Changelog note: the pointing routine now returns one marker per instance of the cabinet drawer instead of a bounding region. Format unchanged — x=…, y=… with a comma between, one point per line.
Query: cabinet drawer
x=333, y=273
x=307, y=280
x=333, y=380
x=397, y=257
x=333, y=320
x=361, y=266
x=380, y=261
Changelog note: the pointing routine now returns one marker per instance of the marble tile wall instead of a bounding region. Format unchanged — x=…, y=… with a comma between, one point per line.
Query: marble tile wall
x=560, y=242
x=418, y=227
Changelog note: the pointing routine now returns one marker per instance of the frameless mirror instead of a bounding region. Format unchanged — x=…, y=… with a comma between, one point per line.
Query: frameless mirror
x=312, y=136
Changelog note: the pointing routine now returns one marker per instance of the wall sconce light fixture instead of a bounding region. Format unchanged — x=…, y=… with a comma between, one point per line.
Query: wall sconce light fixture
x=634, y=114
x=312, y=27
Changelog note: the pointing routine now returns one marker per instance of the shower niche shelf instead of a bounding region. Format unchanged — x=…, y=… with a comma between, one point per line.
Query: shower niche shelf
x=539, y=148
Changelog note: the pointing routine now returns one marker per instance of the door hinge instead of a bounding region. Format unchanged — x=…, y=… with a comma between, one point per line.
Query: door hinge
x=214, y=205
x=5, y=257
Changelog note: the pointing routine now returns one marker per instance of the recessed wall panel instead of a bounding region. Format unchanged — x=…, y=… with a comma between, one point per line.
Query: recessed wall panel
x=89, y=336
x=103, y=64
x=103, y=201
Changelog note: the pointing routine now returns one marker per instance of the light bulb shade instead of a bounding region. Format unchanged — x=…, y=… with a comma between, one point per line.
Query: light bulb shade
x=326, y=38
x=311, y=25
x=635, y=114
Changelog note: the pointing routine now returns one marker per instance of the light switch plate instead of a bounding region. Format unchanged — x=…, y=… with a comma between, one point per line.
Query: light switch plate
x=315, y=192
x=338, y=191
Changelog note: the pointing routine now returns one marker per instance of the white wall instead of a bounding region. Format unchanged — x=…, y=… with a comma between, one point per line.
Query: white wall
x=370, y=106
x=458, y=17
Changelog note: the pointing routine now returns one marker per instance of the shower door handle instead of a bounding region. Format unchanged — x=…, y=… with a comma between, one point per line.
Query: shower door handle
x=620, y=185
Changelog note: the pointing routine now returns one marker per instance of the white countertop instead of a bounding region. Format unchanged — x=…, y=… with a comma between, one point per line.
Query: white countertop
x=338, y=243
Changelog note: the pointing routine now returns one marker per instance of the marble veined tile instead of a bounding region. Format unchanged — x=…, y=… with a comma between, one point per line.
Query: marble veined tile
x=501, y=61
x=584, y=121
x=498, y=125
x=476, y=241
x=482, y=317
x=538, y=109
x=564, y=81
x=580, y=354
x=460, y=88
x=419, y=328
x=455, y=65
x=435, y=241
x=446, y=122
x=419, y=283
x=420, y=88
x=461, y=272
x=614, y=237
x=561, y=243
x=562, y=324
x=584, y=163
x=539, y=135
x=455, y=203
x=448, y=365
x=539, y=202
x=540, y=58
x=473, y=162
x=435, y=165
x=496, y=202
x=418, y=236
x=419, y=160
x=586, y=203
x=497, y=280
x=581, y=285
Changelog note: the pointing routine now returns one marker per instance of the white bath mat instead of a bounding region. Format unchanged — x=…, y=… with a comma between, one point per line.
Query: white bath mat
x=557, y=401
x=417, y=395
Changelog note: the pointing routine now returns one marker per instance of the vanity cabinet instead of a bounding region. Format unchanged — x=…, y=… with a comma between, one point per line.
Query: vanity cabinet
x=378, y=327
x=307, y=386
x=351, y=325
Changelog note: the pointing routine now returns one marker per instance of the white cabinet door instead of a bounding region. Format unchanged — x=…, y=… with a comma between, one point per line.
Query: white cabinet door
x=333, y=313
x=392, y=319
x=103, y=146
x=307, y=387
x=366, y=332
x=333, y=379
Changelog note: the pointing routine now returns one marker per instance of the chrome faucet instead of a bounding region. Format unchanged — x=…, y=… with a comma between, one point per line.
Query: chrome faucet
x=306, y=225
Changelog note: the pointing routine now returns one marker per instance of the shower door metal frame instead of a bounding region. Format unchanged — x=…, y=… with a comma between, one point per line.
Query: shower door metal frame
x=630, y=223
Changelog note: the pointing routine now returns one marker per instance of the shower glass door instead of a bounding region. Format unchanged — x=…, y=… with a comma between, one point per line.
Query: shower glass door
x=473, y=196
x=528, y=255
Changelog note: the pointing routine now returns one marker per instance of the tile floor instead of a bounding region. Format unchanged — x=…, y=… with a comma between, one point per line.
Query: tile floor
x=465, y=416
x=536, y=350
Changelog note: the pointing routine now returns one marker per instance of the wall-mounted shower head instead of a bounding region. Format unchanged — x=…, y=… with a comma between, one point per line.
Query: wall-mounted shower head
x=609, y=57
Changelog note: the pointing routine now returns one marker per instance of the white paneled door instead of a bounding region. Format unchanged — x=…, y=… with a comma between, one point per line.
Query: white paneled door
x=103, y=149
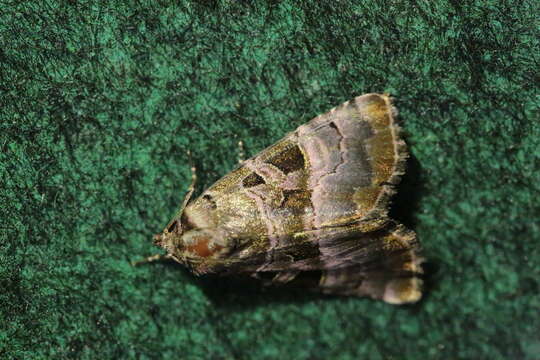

**WRITTEN PROBLEM**
Lay out every line of the data above as a numbered list, skipping blank lines and leaving out the pictures.

**ANSWER TO THE PROBLEM**
1. Changelog note: the pointing routine now returns one marker per instance of the cabinet drawer instead of a bounding region. Format unchanged — x=…, y=… with a comma between, one point per line.
2. Query: cabinet drawer
3. x=333, y=273
4. x=307, y=280
5. x=333, y=380
6. x=397, y=257
7. x=333, y=320
8. x=361, y=266
9. x=380, y=261
10. Changelog note: the pointing routine now returns one marker per instance of the marble tile wall instead of a bounding region. Format unchanged — x=…, y=… with a comma between, one point per line.
11. Query: marble tile wall
12. x=560, y=242
13. x=418, y=227
14. Changelog note: the pointing routine now returns one marker per instance of the frameless mirror instead of a bounding region. Format unchanged — x=…, y=… with a comma between, one point per line.
15. Query: frameless mirror
16. x=312, y=136
17. Changelog note: the pointing routine now returns one marker per instance of the wall sconce light fixture instead of a bounding region. Format unchanged — x=…, y=… with a comma between, one point per line.
18. Query: wall sconce light fixture
19. x=634, y=114
20. x=312, y=27
21. Changelog note: the pointing routine now returns one marker per instance of the shower niche shelf instead of a bounding region. Format unchanged — x=…, y=… with a comma between, one point per line.
22. Query: shower niche shelf
23. x=539, y=148
24. Changelog note: the pointing routine now returns one marker per instance of the door hinge instead of a bounding region. Format unchanged — x=…, y=… with a comma between, one point per line.
25. Query: door hinge
26. x=214, y=205
27. x=5, y=257
28. Changelog note: the pointing routine now returns one marker per instance of the recessed wall panel instead of a bounding region. Format unchanged — x=…, y=… with a comma between, one point per line.
29. Query: recessed wall panel
30. x=89, y=336
31. x=103, y=64
32. x=103, y=201
33. Changelog note: the pointing routine now returns one marker per instance of the light bulb shade instead of a bounding region. Format unchanged — x=…, y=… with a comma between, one point per line.
34. Query: light bulb shade
35. x=326, y=38
36. x=311, y=25
37. x=635, y=114
38. Changelog note: the pointing routine now returns one marker per instance of the light switch plate instead of a bounding region. Format unchanged — x=…, y=… with a comma between, one point per line.
39. Query: light switch plate
40. x=315, y=192
41. x=338, y=191
42. Changelog note: the pointing routine now returns one marker per instance of the white wall instead of a bounding region. Format unchanged — x=…, y=… with a comma between, one point per line.
43. Query: white wall
44. x=370, y=106
45. x=458, y=17
46. Changelog note: the pointing routine now returns one marker per instance of the shower door handle instead of a bounding region. Format unchanged — x=…, y=… with a comma between, one point per line.
47. Query: shower door handle
48. x=620, y=185
49. Changelog note: the pointing routine now returns one marker per instance of the white countertop instead of a bounding region. Format unchanged — x=…, y=… with a comma between, one point per line.
50. Query: white countertop
51. x=338, y=243
52. Changelog note: the pointing routine now returns one marker per instance of the marble veined tile instead of a bounding region. Format unchanged — x=…, y=… with a comma between, one point per line.
53. Query: marble veined tile
54. x=501, y=61
55. x=584, y=121
56. x=498, y=125
57. x=476, y=241
58. x=482, y=317
59. x=538, y=109
60. x=564, y=81
61. x=580, y=354
62. x=460, y=88
63. x=419, y=328
64. x=455, y=65
65. x=435, y=241
66. x=446, y=122
67. x=419, y=283
68. x=420, y=88
69. x=461, y=272
70. x=614, y=237
71. x=561, y=243
72. x=562, y=324
73. x=584, y=163
74. x=539, y=135
75. x=455, y=203
76. x=448, y=365
77. x=539, y=202
78. x=540, y=58
79. x=473, y=162
80. x=435, y=165
81. x=496, y=202
82. x=418, y=236
83. x=419, y=160
84. x=586, y=203
85. x=497, y=280
86. x=581, y=285
87. Changelog note: the pointing routine now returns one marker per instance of the white bath mat instead of a bounding region. Format unchanged — x=…, y=… with a comma between, one point per line.
88. Query: white bath mat
89. x=557, y=401
90. x=417, y=395
91. Changelog note: the pointing routine now returns one marker per instance of the vanity cabinet instead of a bounding region. Format unchanged — x=…, y=… with a comma between, one point per line.
92. Query: vanity cabinet
93. x=378, y=327
94. x=307, y=386
95. x=351, y=325
96. Changelog note: the pointing routine now returns one marker per instance of the white cabinet door instead of a bounding region. Format unchanged — x=…, y=… with a comma between, one point per line.
97. Query: white cabinet door
98. x=333, y=313
99. x=392, y=319
100. x=103, y=146
101. x=307, y=387
102. x=366, y=332
103. x=333, y=379
104. Changelog note: the pointing routine now returns one marker per instance of the chrome faucet instead of a bounding region. Format unchanged — x=…, y=… with a comma between, one point per line.
105. Query: chrome faucet
106. x=306, y=225
107. Changelog note: the pointing routine now returns one marker per instance of the shower door metal frame instead of a bounding region. Format unchanged — x=…, y=… with a comma between, one point per line.
108. Query: shower door metal frame
109. x=630, y=223
110. Changelog note: the pointing routine now returns one marker per instance of the shower glass door instead of a bounding region. Format unchanged — x=…, y=… with a comma between, one point per line.
111. Query: shower glass door
112. x=473, y=196
113. x=528, y=255
114. Changelog note: the pointing routine now returns one marker per instance of the tile floor instead of a bounding region. Format unchanged — x=…, y=… with a comma between, one point per line.
115. Query: tile floor
116. x=465, y=416
117. x=536, y=350
118. Changelog note: the pointing routine now returns one marker per instance of the wall-mounted shower head instead of a bounding region. Format unchanged — x=…, y=… with a comma between, one point per line.
119. Query: wall-mounted shower head
120. x=609, y=57
121. Changelog note: the pointing routine now returns one marker per instance of the white paneled door instead of a bounding region. Format unchanged — x=…, y=… with a comma between, one point per line.
122. Query: white paneled door
123. x=103, y=149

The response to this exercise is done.